>>>>>

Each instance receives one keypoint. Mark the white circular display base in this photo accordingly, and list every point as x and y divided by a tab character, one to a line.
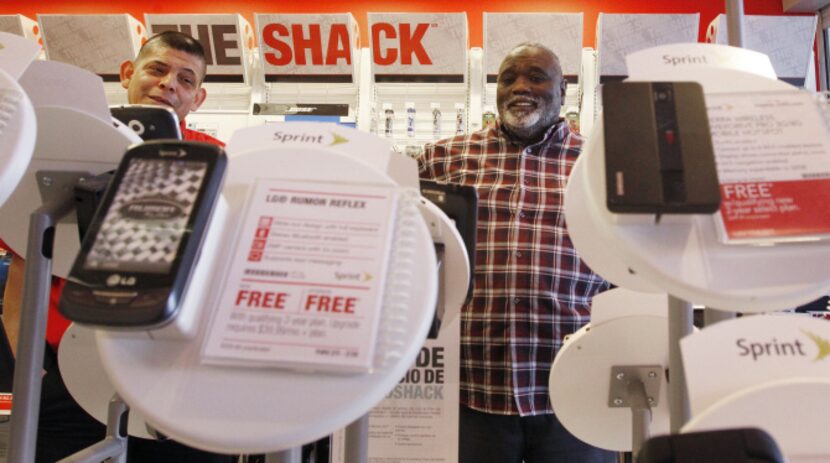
261	410
795	412
18	128
685	257
86	379
67	140
580	378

<<<<<

To be done:
Write the records out again in full, exactly, and skip every picture.

Response:
Each instance receives one keypoint. Mark the white circular display base in this photo accordingly, and list every point as x and y divided by a tab character, one to a line.
261	410
795	412
18	128
685	257
86	379
67	140
580	378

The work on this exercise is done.